Excerpt provided
━━━━━━━━━━
Embrace Multilateralism, Resist Temptation of Pursuing Isolationist Policies, Deputy Secretary-General Stresses in Message to Global Supply Chain Forum

Following is UN Deputy Secretary-General Amina Mohammed’s message on the occasion of the Global Supply Chain Forum, in Bridgetown today:

It is a pleasure to join you, and I thank the Government and people of Barbados for their warm welcome and generous hospitality.

Today, global trade is fraught with challenges and uncertainties — threatening decades of progress and our attainment of the Sustainable Development Goals.

Last year, trade volume fell more than 1 per cent.  Compare that to an average growth rate of 2.5 per cent since 2010.  Meanwhile, we witnessed a staggering surge in trade restrictions, with approximately 3,000 measures imposed.  That is almost three times the level of 2019.

Geopolitical tensions are fragmenting global trade.  Since the war in Ukraine began, trade between rival blocs has lagged — growing up to 6 per cent slower than trade within blocs themselves. If these trends continue unabated, decades of economic convergence and shared prosperity could rapidly unravel with dire consequences for people, especially in the most vulnerable countries.

In this context, global supply chains emerge as a new source of vulnerability.  The COVID-19 pandemic was the first wake-up call — exposing the fragility of our intricate networks, and the cascading effects of disruptions.  More recently, we have witnessed conflict and climate change devastate critical trade routes.

Turmoil in Ukraine and Yemen has disrupted vital shipping lanes. The climate crisis has brought unprecedented drought to the Panama Canal and has forced authorities to restrict maritime traffic, impacting trade.  The ripple effects of these disruptions have been staggering — significant delays, increased costs and economic uncertainty, especially for women and youth who are the backbone of small and medium enterprises.
━━━━━━━━━━
Brief 1
In the Deputy Secretary-General's message, rewrite the passage starting at "Following is UN" and ending at "Sustainable Development Goals.", substituting "kind reception" for "warm welcome".
Brief 2
Answer these questions from the Deputy Secretary-General's message:
(a) By how much did trade volume fall last year?
(b) Approximately how many trade restriction measures were imposed?
(c) Where has the climate crisis brought unprecedented drought?
Brief 3
List every geographic place named in the Deputy Secretary-General's message.

Stored data
━━━━━━━━━━
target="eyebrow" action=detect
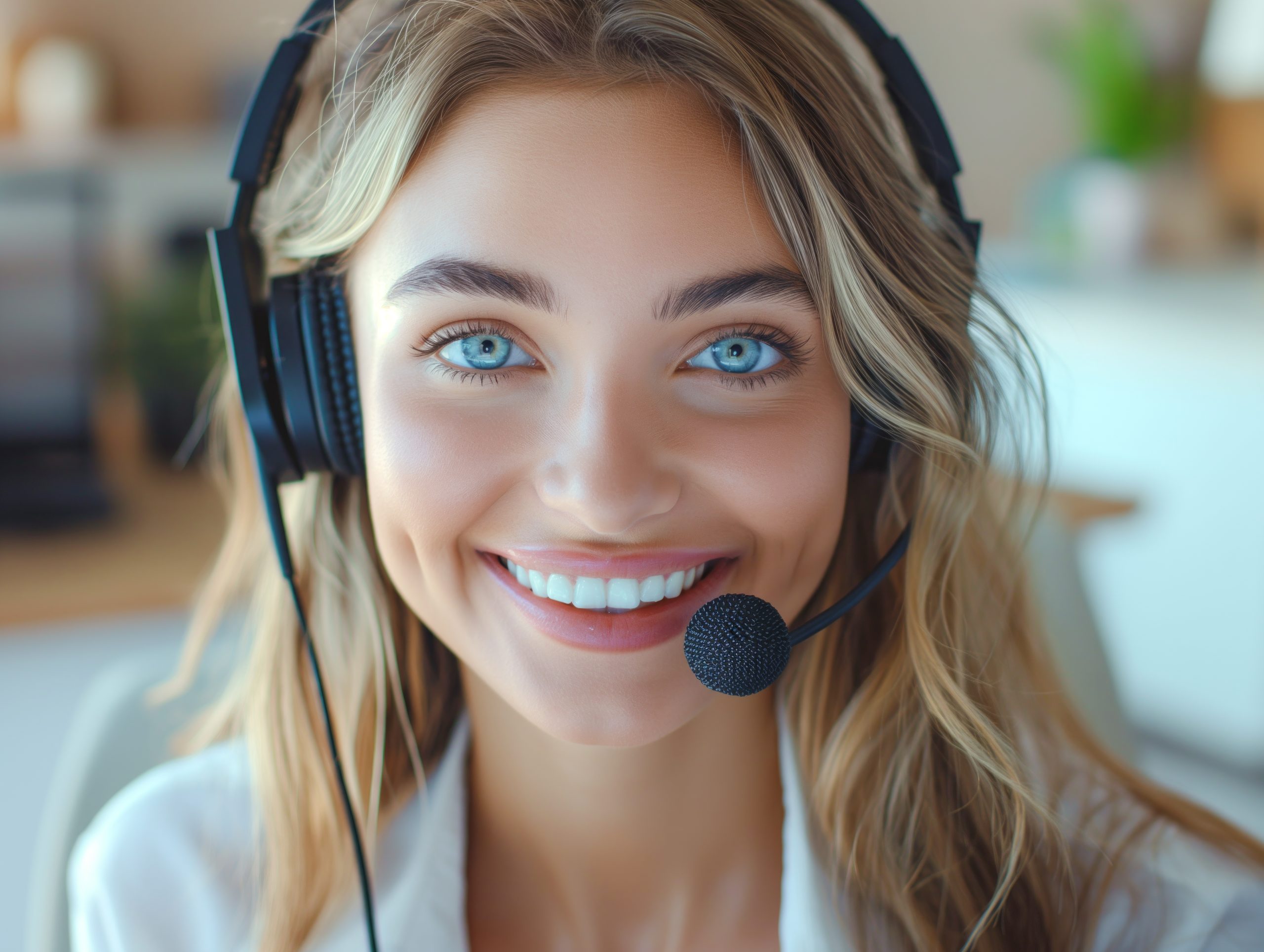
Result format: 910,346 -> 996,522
━━━━━━━━━━
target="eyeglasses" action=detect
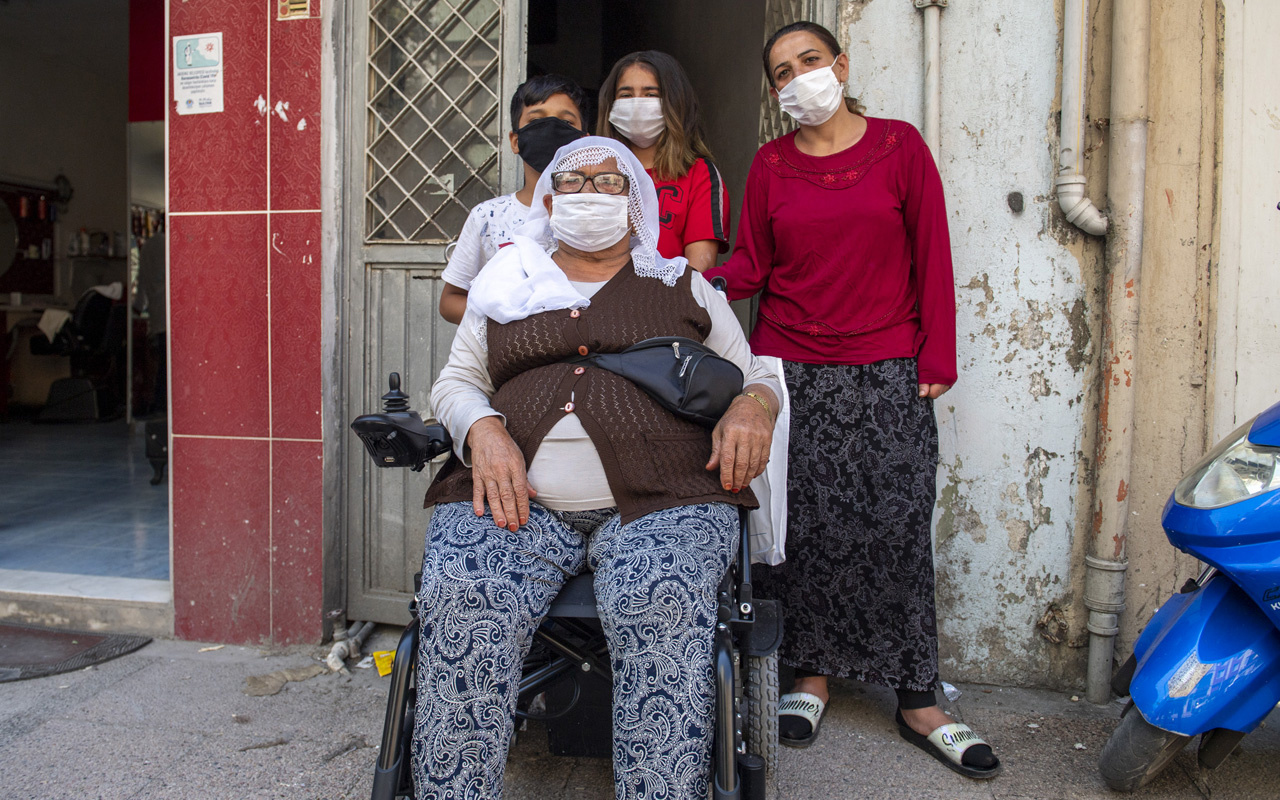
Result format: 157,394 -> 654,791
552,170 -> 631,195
━━━━━━━━━━
Response area 1
Following is UN Deputy Secretary-General Amina Mohammed’s message on the occasion of the Global Supply Chain Forum, in Bridgetown today:

It is a pleasure to join you, and I thank the Government and people of Barbados for their kind reception and generous hospitality.

Today, global trade is fraught with challenges and uncertainties — threatening decades of progress and our attainment of the Sustainable Development Goals.

Response area 2
(a) More than 1 per cent.
(b) Approximately 3,000.
(c) The Panama Canal.

Response area 3
Bridgetown
Barbados
Ukraine
Yemen
Panama Canal